Items from a dataset:
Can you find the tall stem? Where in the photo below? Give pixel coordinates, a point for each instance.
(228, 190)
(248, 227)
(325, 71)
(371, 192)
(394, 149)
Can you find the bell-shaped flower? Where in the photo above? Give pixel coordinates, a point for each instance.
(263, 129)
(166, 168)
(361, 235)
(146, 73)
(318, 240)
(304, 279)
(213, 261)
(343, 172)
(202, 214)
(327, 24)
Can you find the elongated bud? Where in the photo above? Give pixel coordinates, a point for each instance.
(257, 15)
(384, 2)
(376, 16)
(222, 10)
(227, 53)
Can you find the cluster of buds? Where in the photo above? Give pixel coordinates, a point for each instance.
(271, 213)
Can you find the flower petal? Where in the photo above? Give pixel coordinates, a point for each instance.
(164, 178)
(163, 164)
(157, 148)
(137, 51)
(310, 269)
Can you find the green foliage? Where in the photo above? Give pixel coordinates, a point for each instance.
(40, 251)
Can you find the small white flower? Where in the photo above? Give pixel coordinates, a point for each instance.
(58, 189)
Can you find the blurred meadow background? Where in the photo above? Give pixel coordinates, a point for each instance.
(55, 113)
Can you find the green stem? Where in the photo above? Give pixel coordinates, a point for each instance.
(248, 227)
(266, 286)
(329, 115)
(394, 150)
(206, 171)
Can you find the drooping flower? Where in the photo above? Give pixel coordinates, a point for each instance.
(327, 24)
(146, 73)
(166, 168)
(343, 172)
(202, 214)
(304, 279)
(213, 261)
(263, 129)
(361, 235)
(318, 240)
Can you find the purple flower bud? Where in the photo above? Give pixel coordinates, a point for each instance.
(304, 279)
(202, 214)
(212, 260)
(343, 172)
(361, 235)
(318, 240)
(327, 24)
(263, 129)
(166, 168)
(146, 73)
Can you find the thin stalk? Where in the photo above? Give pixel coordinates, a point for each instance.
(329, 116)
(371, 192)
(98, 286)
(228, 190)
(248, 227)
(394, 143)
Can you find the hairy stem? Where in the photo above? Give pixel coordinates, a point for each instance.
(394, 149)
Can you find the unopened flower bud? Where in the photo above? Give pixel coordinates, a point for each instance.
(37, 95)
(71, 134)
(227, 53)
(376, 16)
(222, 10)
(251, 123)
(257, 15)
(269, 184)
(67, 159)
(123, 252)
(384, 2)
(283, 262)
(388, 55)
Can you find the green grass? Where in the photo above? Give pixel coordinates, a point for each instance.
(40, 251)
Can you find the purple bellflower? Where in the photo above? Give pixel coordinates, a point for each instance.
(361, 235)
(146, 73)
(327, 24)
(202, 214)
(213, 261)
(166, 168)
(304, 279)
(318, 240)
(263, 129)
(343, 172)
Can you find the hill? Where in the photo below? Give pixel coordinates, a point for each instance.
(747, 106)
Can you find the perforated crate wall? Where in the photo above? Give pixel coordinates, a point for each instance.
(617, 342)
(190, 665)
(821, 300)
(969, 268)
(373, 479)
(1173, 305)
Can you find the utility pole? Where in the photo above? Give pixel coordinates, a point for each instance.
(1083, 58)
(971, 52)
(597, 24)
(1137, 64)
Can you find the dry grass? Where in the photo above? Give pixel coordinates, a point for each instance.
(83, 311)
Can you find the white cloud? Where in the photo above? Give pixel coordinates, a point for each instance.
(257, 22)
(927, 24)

About this exercise: Please transcribe exactly the line containing "Can you find the green grass?" and every line after it to the end of the data, and no other lines.

Exercise response:
Can you find the green grass? Where in the photo above? Give pixel coordinates, a point for each instance.
(40, 251)
Can you find the purple bellflower? Where in the photo above? Give pixel coordinates, a point for each instance.
(361, 235)
(146, 73)
(327, 24)
(202, 214)
(213, 261)
(166, 168)
(304, 279)
(318, 240)
(263, 129)
(343, 172)
Can you find the hill? Where in the photo below? Give pixel coordinates, a point for each instance.
(747, 106)
Can you find the perforated crate wall? Where in the photo above? Give pixel coordinates, a point for each instance.
(617, 342)
(190, 665)
(821, 300)
(969, 268)
(373, 479)
(1173, 305)
Can you find the utility pole? Where in the photo above? Give pixel coordinates, a point for each instance.
(1083, 58)
(971, 52)
(597, 24)
(1137, 64)
Can you find the dry grass? Where in the photo above? Give pixel coordinates, a point for each instance.
(83, 311)
Can you find the white cloud? Where in the photo above? Give pixel coordinates, a point for each instance.
(257, 22)
(927, 24)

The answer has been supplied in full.